* Conjunto de tarefas:
1/ Diga se cada afirmação está de acordo com o texto sobre pecuária e alterações climáticas, respondendo sim ou não e citando as palavras do texto que o decidem: (a) cerca de 80% dos gases com efeito de estufa vêm do uso de combustíveis fósseis; (b) nos Estados Unidos, 70% da carne é produzida em criação intensiva; (c) os animais selvagens correspondem a 36% dos mamíferos na Terra.
2/ Prossiga o texto sobre pecuária e alterações climáticas a partir da sua última frase.

* Texto fornecido:
__________________________________________________
O passo seguinte, diz Peter Kalmus, é identificar as causas destas pressões. “Existem dois impulsionadores principais: a indústria de combustíveis fósseis e a indústria de pecuária. Então, cerca de 80% dos gases com efeito de estufa vêm do uso de combustíveis fósseis, e a maior parte do resto vem da pecuária, à volta de 15%.” Claro que existem “algumas outras coisas a contribuir, como o facto de sermos oito mil milhões de pessoas a viver neste planeta, muitas bem acima das capacidades a nível de consumo de recursos, ou a produção e utilização de materiais como cimento, ou o facto de haver desenvolvimento constante, com secções inteiras de florestas a serem derrubadas para construir novos centros comerciais ou campos de forragens para alimentar as vacas”.

 

Sistema alimentar

 

 

“Se fôssemos uma espécie racional”, diz sem qualquer divertimento na voz, “há algumas coisas bastante óbvias que deveríamos fazer”. “Poderíamos eliminar 15% dessa pressão na atmosfera, mais ou menos rapidamente, sem que ninguém morresse, apenas acabando com a pecuária”, principalmente a industrial. Isto contribuiria para retirar “muita da pressão na biosfera também, porque não precisaríamos de tanta terra para alimentar os oito mil milhões de pessoas que estão vivas atualmente. É tão ineficiente pegar na produtividade das plantas e processá-la através da pecuária, e depois alimentar as pessoas com esses animais – é preciso muito mais terra para fazer isso” (cerca de 100 vezes mais solo por quilocaloria). Desta forma, poderíamos “eliminar imediatamente uma grande fatia de emissão de gases com efeito de estufa e permitir que esse solo todo voltasse para a biosfera, de forma a começar a estabilizar esse complexo sistema interconectado que mantém tudo vivo neste planeta”. Poderia “haver margem para uma quantidade muito, muito pequena de criação animal, se pudesse ser feita sem combustíveis fósseis e de uma forma mais ecológica e humana, se bem que isso pareça um tanto absurdo e impossível”, comenta.

A criação intensiva de animais para consumo humano contribui para as alterações climáticas de diversas formas, sendo as mais imediatas a emissão de GEE, a desflorestação e a poluição dos lençóis e cursos de água. Mais de 70% da carne consumida mundialmente é produzida em criação intensiva – as chamadas factory farms (nos Estados Unidos o número sobe para 99%). E estima-se que os animais criados para consumo correspondam a 60% de todos os mamíferos na Terra, sendo que os seres humanos equivalem a 36% e apenas 4% são animais selvagens. Vários estudos demonstram que, se a humanidade adotasse uma alimentação à base de plantas, 75% da terra usada para produção alimentar poderia ser devolvida à natureza. Ainda no início de março foi publicado um estudo detalhado que conclui que apenas as emissões de GEE provenientes do sistema alimentar são suficientes para que o mundo ultrapasse a meta da limitação da subida global de temperatura a 1,5ºC. Se os alimentos com grandes emissões de metano não forem controlados e o nível atual se mantiver, o aquecimento resultante será de 0,7ºC, que se junta ao aquecimento de mais de 1ºC verificado atualmente e ao aquecimento provocado pelas emissões dos outros setores de atividade humana.
__________________________________________________
* Dados brutos:

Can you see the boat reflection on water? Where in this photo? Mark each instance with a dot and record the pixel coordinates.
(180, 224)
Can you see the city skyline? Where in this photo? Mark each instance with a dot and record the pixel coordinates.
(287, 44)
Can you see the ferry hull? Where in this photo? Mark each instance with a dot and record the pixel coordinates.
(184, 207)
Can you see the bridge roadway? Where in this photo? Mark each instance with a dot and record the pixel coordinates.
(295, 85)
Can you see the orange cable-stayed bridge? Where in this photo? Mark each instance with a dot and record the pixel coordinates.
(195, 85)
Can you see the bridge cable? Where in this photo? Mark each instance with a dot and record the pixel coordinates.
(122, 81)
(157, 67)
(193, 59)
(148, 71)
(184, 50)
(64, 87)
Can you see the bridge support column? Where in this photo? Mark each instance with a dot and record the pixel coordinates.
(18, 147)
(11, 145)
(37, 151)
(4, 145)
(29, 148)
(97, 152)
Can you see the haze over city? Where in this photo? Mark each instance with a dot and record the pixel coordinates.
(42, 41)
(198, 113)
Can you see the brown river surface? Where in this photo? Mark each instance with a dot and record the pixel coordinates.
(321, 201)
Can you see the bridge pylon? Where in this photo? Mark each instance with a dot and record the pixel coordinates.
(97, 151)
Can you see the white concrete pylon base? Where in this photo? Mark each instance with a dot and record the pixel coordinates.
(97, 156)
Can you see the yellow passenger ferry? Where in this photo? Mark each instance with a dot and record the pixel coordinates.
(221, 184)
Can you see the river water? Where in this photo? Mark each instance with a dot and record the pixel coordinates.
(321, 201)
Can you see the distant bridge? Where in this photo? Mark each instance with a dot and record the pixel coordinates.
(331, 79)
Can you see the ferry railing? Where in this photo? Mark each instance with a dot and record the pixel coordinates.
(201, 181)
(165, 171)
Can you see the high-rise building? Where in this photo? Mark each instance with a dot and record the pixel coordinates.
__________________________________________________
* Respostas por tarefa:
1/
(a) Sim: “cerca de 80% dos gases com efeito de estufa vêm do uso de combustíveis fósseis”.
(b) Não: “(nos Estados Unidos o número sobe para 99%)”.
(c) Não: “os seres humanos equivalem a 36% e apenas 4% são animais selvagens”.

2/
“A questão é, se acabar com a pecuária faz tanto sentido, porque é que não o fazemos?”, interroga-se Peter Kalmus. “E começamos a chegar à próxima camada disto tudo, que são os sistemas de poder que preservam o status quo da maneira fazemos as coisas atualmente. E isso é tudo tão complicado que acho que ninguém o compreende completamente. E, claro, há fortes interesses financeiros na indústria da pecuária, e essas pessoas não querem que nada disto aconteça, porque perderiam muito dinheiro.” Depois também há a questão dos trabalhadores, “porque muitas pessoas teriam de arranjar novos empregos”, ainda que “a maior parte dos empregos na indústria da pecuária sejam mal remunerados, brutais e às vezes até perigosos, e mudar de área seria provavelmente o melhor para as próprias pessoas também”. E, naturalmente, seria necessário “requalificar esses trabalhadores e criar programas com redes de segurança social que os protegessem” durante o período de transição.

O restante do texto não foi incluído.